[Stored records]
>>>

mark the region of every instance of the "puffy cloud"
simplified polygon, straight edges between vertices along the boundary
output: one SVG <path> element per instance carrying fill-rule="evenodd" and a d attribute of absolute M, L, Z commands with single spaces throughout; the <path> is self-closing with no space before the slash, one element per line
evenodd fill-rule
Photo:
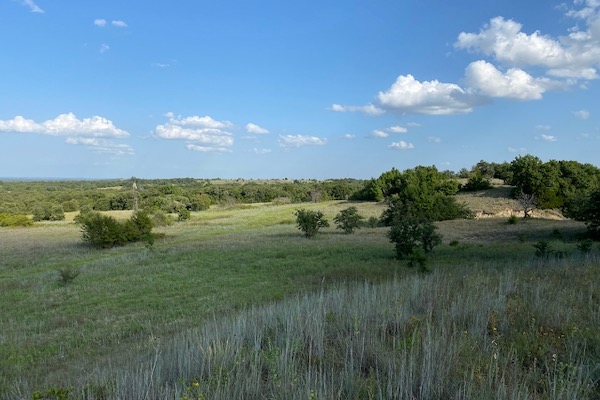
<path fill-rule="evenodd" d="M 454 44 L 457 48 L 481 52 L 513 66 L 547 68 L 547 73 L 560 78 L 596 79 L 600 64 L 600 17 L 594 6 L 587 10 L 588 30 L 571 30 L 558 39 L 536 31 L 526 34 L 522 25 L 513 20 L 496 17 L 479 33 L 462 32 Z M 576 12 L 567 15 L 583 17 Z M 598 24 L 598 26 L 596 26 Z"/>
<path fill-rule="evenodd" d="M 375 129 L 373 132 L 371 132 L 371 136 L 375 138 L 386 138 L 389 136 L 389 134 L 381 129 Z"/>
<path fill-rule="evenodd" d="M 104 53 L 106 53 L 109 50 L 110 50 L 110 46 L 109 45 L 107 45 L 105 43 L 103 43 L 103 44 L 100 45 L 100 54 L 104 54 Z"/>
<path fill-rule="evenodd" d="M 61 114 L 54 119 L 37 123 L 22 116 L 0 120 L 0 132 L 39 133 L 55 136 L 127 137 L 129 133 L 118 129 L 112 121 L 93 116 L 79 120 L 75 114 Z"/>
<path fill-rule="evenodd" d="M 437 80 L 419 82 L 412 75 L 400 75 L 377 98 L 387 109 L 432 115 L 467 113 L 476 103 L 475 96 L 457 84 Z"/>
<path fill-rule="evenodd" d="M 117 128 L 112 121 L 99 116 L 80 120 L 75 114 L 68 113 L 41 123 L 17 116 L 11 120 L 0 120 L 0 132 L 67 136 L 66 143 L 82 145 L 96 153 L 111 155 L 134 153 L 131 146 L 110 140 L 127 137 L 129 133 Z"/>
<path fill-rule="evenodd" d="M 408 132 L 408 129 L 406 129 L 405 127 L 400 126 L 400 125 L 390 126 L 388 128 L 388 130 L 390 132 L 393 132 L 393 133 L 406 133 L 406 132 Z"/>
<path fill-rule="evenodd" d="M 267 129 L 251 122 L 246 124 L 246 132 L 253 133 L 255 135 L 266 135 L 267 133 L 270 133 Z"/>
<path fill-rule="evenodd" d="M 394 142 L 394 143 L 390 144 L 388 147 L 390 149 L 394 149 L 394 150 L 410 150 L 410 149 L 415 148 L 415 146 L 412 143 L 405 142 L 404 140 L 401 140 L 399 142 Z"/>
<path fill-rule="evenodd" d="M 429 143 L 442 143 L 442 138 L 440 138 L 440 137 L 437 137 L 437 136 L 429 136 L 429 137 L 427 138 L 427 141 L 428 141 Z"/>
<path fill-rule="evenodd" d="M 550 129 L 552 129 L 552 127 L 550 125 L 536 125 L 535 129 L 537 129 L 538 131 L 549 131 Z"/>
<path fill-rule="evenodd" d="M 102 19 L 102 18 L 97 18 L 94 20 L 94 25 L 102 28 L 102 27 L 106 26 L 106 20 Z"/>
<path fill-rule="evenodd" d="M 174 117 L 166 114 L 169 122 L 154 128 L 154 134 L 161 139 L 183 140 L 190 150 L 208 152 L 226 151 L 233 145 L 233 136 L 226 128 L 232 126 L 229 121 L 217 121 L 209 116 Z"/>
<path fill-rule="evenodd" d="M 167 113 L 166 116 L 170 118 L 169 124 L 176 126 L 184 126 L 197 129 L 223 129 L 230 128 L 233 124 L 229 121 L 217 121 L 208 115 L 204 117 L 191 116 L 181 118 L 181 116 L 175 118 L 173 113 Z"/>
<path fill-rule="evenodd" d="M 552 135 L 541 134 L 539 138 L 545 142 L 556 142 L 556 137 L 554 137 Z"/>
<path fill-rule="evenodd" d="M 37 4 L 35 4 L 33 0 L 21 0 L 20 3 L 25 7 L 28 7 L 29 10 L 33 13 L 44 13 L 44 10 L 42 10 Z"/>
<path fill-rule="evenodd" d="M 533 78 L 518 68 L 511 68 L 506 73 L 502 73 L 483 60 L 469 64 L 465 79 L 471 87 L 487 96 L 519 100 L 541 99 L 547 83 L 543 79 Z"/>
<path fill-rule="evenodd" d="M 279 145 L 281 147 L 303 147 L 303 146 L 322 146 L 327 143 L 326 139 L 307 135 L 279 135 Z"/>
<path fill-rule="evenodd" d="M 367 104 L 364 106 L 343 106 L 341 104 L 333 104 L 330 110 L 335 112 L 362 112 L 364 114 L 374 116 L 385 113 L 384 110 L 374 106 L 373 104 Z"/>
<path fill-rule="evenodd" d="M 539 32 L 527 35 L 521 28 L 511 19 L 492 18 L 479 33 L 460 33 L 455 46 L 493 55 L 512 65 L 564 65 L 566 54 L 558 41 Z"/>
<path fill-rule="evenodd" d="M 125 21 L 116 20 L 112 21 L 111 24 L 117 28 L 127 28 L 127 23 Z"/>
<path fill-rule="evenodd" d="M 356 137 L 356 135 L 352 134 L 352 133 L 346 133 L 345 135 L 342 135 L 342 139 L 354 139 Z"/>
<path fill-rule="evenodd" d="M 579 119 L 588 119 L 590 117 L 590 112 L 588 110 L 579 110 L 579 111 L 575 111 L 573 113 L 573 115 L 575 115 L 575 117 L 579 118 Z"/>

<<<

Your answer must be an exact transcription of the records above, minus the pictures.

= WRITTEN SOLUTION =
mark the region of every instance of the "puffy cloud"
simplified polygon, straight edges between vertices along the boundary
output: one SVG <path> element per instance carrying fill-rule="evenodd" and a d attribute of absolute M, L, Z commands with single spaces throughout; the <path> is self-closing with no space before the slash, one element per line
evenodd fill-rule
Photo:
<path fill-rule="evenodd" d="M 454 44 L 457 48 L 481 52 L 513 66 L 547 68 L 547 73 L 560 78 L 596 79 L 600 64 L 600 17 L 594 6 L 587 10 L 588 30 L 571 30 L 558 39 L 536 31 L 526 34 L 522 25 L 513 20 L 496 17 L 479 33 L 462 32 Z M 576 12 L 567 15 L 583 17 Z M 598 24 L 598 26 L 596 26 Z"/>
<path fill-rule="evenodd" d="M 375 129 L 373 132 L 371 132 L 371 136 L 375 138 L 386 138 L 389 136 L 389 134 L 381 129 Z"/>
<path fill-rule="evenodd" d="M 104 53 L 106 53 L 109 50 L 110 50 L 110 46 L 109 45 L 107 45 L 105 43 L 103 43 L 103 44 L 100 45 L 100 54 L 104 54 Z"/>
<path fill-rule="evenodd" d="M 61 114 L 54 119 L 37 123 L 22 116 L 0 120 L 0 132 L 39 133 L 55 136 L 127 137 L 129 133 L 118 129 L 112 121 L 93 116 L 79 120 L 75 114 Z"/>
<path fill-rule="evenodd" d="M 437 80 L 419 82 L 412 75 L 400 75 L 377 98 L 387 109 L 432 115 L 467 113 L 476 103 L 475 96 L 457 84 Z"/>
<path fill-rule="evenodd" d="M 117 128 L 112 121 L 99 116 L 80 120 L 75 114 L 68 113 L 41 123 L 17 116 L 11 120 L 0 120 L 0 132 L 67 136 L 66 143 L 82 145 L 96 153 L 111 155 L 134 153 L 131 146 L 110 140 L 127 137 L 129 133 Z"/>
<path fill-rule="evenodd" d="M 408 132 L 408 129 L 406 129 L 405 127 L 400 126 L 400 125 L 390 126 L 388 128 L 388 130 L 390 132 L 393 132 L 393 133 L 406 133 L 406 132 Z"/>
<path fill-rule="evenodd" d="M 267 129 L 251 122 L 246 124 L 246 132 L 253 133 L 255 135 L 266 135 L 267 133 L 270 133 Z"/>
<path fill-rule="evenodd" d="M 394 142 L 394 143 L 390 144 L 388 147 L 390 149 L 394 149 L 394 150 L 410 150 L 410 149 L 415 148 L 415 146 L 412 143 L 405 142 L 404 140 L 401 140 L 399 142 Z"/>
<path fill-rule="evenodd" d="M 429 143 L 442 143 L 442 138 L 440 138 L 440 137 L 437 137 L 437 136 L 429 136 L 429 137 L 427 138 L 427 141 L 428 141 Z"/>
<path fill-rule="evenodd" d="M 550 129 L 552 129 L 552 127 L 550 125 L 536 125 L 535 129 L 537 129 L 538 131 L 549 131 Z"/>
<path fill-rule="evenodd" d="M 102 19 L 102 18 L 97 18 L 94 20 L 94 25 L 102 28 L 102 27 L 106 26 L 106 20 Z"/>
<path fill-rule="evenodd" d="M 174 117 L 166 114 L 169 122 L 154 128 L 154 134 L 161 139 L 183 140 L 190 150 L 208 152 L 226 151 L 233 145 L 233 136 L 226 128 L 232 126 L 229 121 L 217 121 L 209 116 Z"/>
<path fill-rule="evenodd" d="M 167 113 L 166 116 L 170 118 L 169 124 L 176 126 L 184 126 L 197 129 L 223 129 L 230 128 L 233 124 L 229 121 L 217 121 L 208 115 L 204 117 L 191 116 L 181 118 L 181 116 L 175 118 L 173 113 Z"/>
<path fill-rule="evenodd" d="M 552 135 L 541 134 L 539 138 L 545 142 L 556 142 L 556 137 L 554 137 Z"/>
<path fill-rule="evenodd" d="M 37 4 L 35 4 L 33 0 L 21 0 L 20 3 L 25 7 L 28 7 L 29 10 L 33 13 L 44 13 L 44 10 L 42 10 Z"/>
<path fill-rule="evenodd" d="M 533 78 L 518 68 L 511 68 L 506 73 L 502 73 L 483 60 L 469 64 L 465 79 L 471 87 L 487 96 L 519 100 L 541 99 L 547 83 L 543 79 Z"/>
<path fill-rule="evenodd" d="M 279 145 L 281 147 L 303 147 L 303 146 L 322 146 L 327 143 L 326 139 L 307 135 L 279 135 Z"/>
<path fill-rule="evenodd" d="M 367 104 L 364 106 L 343 106 L 341 104 L 333 104 L 330 110 L 335 112 L 362 112 L 364 114 L 374 116 L 385 113 L 384 110 L 374 106 L 373 104 Z"/>
<path fill-rule="evenodd" d="M 539 32 L 527 35 L 521 28 L 511 19 L 492 18 L 479 33 L 460 33 L 455 46 L 493 55 L 512 65 L 564 65 L 566 54 L 558 41 Z"/>
<path fill-rule="evenodd" d="M 125 21 L 116 20 L 112 21 L 111 24 L 117 28 L 127 28 L 127 23 Z"/>
<path fill-rule="evenodd" d="M 356 137 L 356 135 L 352 134 L 352 133 L 346 133 L 345 135 L 342 135 L 342 139 L 354 139 Z"/>
<path fill-rule="evenodd" d="M 579 119 L 588 119 L 590 117 L 590 112 L 588 110 L 579 110 L 579 111 L 575 111 L 573 113 L 573 115 L 575 115 L 575 117 L 579 118 Z"/>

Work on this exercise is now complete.